Task description
Report each line of the records below that contains the word "black", copying the whole line. Case counts, so match capitalization exactly.

>> BEGIN

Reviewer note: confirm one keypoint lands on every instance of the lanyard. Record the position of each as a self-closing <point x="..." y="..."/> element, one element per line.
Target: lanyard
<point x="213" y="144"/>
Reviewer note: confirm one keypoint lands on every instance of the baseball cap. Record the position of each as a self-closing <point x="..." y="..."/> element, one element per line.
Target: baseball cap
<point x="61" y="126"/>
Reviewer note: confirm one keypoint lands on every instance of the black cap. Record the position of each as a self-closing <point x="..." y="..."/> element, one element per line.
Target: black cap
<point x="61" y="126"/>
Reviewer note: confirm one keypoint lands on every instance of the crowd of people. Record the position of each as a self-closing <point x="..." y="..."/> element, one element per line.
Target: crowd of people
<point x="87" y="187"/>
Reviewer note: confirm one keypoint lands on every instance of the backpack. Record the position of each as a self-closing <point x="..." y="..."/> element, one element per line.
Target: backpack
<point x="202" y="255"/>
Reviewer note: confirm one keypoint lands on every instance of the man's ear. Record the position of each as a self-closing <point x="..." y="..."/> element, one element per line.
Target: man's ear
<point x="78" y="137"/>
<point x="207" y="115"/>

>> END
>> BEGIN

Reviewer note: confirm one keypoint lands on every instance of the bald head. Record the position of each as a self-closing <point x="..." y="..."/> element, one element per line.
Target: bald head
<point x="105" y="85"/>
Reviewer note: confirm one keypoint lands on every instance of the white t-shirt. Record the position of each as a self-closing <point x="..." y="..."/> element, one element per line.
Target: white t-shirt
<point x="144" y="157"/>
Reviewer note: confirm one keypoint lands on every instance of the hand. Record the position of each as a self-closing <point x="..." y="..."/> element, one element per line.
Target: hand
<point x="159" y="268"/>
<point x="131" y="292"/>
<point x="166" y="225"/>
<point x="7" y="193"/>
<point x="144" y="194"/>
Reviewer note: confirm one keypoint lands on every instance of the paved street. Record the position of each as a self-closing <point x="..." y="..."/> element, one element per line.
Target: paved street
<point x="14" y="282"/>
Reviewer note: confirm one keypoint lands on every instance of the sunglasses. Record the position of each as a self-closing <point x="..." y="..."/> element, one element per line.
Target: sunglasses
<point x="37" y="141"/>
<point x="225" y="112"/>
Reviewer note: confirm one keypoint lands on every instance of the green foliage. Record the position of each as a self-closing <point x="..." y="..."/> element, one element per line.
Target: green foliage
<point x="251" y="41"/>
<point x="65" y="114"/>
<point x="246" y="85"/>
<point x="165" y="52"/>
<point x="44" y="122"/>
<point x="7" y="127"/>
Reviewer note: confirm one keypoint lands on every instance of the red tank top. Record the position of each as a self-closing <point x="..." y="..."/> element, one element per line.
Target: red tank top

>> END

Reply to the task
Reviewer note: confirm one keypoint lands on every instance of the black cap. Record the position of each as a self-closing <point x="..." y="..."/> element, one element per line.
Target: black cap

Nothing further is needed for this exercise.